_Work item_. Search the records for the string "bride". Copy each line where it occurs.

*** Data supplied ***

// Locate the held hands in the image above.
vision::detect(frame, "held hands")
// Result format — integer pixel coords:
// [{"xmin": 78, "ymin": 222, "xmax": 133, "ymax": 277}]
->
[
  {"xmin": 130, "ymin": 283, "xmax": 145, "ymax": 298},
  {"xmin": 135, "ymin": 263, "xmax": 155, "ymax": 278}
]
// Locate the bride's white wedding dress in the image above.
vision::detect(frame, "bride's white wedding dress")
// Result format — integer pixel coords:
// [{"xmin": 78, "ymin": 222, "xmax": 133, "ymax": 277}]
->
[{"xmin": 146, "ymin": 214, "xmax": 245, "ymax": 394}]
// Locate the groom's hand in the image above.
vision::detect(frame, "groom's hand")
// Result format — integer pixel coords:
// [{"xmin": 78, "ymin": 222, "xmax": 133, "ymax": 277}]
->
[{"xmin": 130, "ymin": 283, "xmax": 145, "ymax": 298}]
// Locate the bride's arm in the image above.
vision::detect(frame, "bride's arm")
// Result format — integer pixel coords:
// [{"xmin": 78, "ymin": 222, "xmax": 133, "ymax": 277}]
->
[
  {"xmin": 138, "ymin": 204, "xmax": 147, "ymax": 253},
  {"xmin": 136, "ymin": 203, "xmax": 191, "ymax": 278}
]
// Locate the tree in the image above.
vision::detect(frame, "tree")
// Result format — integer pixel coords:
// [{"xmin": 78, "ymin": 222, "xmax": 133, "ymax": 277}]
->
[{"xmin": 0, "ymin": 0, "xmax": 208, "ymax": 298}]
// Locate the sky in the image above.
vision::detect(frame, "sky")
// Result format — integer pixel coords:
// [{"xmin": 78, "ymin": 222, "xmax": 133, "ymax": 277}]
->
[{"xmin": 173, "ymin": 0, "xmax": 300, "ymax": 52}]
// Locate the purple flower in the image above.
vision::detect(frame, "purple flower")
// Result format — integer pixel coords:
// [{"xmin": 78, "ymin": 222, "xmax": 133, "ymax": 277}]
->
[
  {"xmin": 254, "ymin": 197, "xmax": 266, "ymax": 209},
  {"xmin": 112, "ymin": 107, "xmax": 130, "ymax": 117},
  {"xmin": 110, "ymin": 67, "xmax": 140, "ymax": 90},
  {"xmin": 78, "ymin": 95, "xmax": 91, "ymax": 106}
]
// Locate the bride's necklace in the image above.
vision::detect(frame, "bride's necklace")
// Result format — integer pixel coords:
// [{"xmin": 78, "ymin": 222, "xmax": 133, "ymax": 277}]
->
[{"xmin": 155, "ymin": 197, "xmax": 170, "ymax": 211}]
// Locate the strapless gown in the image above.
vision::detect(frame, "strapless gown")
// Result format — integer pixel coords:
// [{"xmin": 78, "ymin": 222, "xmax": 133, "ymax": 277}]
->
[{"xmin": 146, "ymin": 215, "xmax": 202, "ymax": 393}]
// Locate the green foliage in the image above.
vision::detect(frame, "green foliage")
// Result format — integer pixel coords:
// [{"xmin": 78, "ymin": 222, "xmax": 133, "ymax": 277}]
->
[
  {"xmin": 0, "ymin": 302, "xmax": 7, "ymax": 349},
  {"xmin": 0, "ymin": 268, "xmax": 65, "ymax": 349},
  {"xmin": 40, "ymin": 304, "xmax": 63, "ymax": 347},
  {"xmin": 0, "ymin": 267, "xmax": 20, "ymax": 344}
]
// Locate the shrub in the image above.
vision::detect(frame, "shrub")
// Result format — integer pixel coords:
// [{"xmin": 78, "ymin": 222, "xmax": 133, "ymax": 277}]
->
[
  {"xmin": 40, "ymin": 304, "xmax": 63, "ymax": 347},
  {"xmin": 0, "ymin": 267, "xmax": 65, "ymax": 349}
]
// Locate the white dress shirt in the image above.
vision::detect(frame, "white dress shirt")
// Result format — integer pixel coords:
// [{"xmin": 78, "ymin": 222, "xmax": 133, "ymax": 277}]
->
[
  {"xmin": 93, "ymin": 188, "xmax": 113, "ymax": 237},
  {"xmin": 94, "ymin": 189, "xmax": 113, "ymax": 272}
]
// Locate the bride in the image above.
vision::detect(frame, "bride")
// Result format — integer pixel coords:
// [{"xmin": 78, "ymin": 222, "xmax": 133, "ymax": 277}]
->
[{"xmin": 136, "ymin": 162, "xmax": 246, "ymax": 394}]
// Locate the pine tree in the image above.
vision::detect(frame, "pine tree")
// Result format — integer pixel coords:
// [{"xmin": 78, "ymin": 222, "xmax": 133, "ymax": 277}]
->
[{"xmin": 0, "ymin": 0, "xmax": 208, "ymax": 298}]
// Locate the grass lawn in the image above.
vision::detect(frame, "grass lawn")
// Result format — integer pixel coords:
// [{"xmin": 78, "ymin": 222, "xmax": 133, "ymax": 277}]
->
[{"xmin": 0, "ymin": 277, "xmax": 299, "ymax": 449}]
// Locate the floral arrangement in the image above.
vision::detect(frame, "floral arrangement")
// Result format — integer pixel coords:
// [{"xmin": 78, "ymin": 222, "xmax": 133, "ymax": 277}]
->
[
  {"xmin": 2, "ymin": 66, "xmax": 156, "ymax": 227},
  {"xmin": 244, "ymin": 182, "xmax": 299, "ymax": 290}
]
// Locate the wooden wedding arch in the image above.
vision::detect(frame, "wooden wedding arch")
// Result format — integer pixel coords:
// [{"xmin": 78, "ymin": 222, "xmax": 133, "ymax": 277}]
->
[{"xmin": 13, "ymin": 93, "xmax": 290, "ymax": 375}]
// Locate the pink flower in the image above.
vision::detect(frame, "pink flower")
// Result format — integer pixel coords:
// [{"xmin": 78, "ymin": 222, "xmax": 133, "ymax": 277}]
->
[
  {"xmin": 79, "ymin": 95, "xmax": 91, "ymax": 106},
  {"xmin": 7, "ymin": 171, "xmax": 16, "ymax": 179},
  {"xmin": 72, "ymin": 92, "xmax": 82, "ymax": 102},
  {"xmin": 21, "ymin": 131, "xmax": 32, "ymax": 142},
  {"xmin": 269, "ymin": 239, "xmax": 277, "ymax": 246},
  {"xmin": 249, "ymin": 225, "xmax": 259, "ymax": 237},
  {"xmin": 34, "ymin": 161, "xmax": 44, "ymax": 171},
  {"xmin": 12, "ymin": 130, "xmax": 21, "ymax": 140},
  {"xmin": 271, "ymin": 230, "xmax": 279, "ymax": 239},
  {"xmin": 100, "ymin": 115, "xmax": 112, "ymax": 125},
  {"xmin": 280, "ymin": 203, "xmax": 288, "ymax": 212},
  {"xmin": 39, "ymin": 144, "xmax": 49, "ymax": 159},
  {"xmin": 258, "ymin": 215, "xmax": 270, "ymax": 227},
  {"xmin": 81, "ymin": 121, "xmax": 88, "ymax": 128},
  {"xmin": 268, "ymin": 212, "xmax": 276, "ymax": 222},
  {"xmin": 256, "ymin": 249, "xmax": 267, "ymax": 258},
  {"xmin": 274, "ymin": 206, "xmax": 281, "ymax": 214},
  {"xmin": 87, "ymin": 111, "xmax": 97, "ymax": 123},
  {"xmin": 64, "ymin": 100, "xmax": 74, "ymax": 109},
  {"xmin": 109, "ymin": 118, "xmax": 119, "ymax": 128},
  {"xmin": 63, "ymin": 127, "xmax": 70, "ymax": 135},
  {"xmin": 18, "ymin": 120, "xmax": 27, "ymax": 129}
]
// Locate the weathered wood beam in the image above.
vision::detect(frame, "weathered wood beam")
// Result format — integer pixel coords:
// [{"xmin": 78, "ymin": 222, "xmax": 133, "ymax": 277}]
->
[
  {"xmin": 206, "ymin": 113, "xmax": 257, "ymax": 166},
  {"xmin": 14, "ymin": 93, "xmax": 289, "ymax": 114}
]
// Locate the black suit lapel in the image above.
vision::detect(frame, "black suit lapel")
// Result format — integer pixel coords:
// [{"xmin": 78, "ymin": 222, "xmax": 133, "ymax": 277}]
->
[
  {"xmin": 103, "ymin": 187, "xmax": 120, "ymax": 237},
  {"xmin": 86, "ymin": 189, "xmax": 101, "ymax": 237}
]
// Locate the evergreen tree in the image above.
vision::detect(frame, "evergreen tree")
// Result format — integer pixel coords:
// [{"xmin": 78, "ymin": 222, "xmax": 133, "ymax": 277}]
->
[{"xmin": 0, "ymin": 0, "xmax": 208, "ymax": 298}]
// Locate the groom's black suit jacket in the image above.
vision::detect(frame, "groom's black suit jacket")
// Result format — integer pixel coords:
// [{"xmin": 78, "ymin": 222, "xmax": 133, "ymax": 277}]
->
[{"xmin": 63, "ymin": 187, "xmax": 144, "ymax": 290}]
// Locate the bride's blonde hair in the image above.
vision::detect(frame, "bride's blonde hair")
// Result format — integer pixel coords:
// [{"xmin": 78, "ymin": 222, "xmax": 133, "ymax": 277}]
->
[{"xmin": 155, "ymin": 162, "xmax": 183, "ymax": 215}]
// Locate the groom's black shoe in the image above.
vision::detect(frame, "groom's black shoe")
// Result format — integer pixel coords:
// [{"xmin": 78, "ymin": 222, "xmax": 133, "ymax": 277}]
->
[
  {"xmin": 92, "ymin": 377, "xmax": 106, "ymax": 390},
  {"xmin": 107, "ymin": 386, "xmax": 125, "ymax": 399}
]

*** End of Data supplied ***

_Task output_.
// Locate the bride's white wedding dress in the image above.
vision::detect(frame, "bride's white wedding dress")
// Locate the bride's arm in the image above.
vision::detect(frame, "bride's arm")
// Locate the bride's necklace in the image above.
vision::detect(frame, "bride's necklace")
// Locate the bride in the image above.
vision::detect(frame, "bride")
// Locate the bride's blonde hair in the image above.
vision::detect(frame, "bride's blonde hair")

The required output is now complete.